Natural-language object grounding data
"""

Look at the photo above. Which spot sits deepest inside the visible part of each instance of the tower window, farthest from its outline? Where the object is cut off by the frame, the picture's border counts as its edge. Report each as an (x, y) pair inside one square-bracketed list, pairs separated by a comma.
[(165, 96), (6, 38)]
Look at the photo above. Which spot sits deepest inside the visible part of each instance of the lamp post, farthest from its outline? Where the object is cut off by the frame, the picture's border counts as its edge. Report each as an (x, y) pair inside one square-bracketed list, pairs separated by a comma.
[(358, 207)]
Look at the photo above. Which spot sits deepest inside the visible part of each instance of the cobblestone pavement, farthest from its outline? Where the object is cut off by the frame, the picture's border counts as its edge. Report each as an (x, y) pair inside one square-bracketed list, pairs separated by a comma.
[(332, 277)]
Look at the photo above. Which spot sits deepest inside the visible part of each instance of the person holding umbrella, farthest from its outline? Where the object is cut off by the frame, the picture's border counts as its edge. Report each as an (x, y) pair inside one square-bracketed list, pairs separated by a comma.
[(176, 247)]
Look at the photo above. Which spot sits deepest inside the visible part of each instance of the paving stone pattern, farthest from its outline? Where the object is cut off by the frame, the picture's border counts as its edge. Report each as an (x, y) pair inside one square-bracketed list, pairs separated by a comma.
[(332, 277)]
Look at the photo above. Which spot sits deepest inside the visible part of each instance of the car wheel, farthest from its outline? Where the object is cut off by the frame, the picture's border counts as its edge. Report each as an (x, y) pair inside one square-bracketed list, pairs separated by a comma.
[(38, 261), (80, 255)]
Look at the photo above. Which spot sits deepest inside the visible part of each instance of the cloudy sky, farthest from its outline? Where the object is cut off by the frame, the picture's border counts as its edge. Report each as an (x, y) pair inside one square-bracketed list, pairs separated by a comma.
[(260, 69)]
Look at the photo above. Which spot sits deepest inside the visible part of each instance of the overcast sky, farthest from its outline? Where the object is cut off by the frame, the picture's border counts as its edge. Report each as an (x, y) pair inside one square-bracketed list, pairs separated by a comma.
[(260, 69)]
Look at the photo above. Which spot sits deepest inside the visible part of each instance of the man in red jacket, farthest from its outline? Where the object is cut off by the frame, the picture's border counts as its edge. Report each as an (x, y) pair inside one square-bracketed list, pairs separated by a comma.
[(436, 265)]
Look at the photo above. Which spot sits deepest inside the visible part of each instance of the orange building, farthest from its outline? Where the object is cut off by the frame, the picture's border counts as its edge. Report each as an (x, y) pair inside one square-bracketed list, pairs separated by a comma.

"""

**WORK REQUIRED:** Extract each entry in full and write it down exactly.

**EXPECTED OUTPUT:**
Look at the photo above. Which spot sits deepest inside the visible part of each instance of the tower window, farthest from its outline? Where the object is cut off by the frame, the picture's border counts as its edge. Report each as an (x, y) pair inside one square-bracketed list, pairs separated by a comma.
[(165, 96), (6, 38)]
Look at the photo above. Which spot sits deepest inside the visible part of each instance of the lamp post, farthest from its outline? Where the object is cut off by the frame, the picture's border counts as its edge. Report each as an (x, y) pair inside one square-bracketed list, pairs separated by a comma.
[(358, 207)]
Look at the photo above. Which spot sits deepest inside the visible part of each instance of the cobblestone pavement, farthest from its outline? Where the object is cut off by the frame, the picture's border counts as its edge. Report each as an (x, y) pair inside one square-bracketed list, pairs separated by a comma.
[(332, 277)]
Look at the photo above. Which spot sits deepest inside the visible part of each instance of the person holding umbrella, farthest from its outline? Where the object is cut off by the frame, the picture's border counts as its edge. Report each as an (x, y) pair inside one square-bracketed list, pairs separated by a comma.
[(176, 247)]
Look at the photo above. Which spot sits deepest inside the visible part of each instance of the paving stone pattern, farthest from its outline? Where the object is cut off by the frame, the picture's border counts as its edge. Report each as an (x, y) pair inside one square-bracketed list, pairs separated by a comma.
[(332, 277)]
Look at the photo above. Which spot sits deepest inside the visible part of each instance of the car wheel, farthest from its outline? Where the object is cut off by the frame, the picture's border counts as its edge. Report each as an (x, y) pair inside one square-bracketed list, pairs separated by a comma.
[(38, 261), (80, 255)]
Look at the photo above. Which spot sits deepest inside the visible part of each instance of the cloudy sky, farthest from its outline? Where the object is cut off by the frame, the picture's border counts as its edge. Report each as an (x, y) pair inside one square-bracketed list, pairs separated by a comma.
[(260, 69)]
Look at the photo above. Which spot sits deepest inside the visible part of each instance of the overcast sky, farthest from its outline? Where the object is cut off by the frame, the picture's border counts as its edge. Report each as an (x, y) pair inside one square-bracketed list, pairs separated by a comma.
[(260, 69)]
Look at the photo above. Which spot sits deepest inside the visible part of each instance of the man in red jacket, farthest from its outline? Where the object is cut off by the frame, the picture's border counts as its edge. Report each as an (x, y) pair inside one square-bracketed list, pairs separated by a comma.
[(436, 265)]
Look at the photo above. Which spot sits deepest inside the visible part of each instance of the orange building, farthest from its outline? Where the object is cut off by the frame, the picture's border counts as its edge. Report each as an (x, y) pair inside one square-bracketed list, pairs separated by a comma.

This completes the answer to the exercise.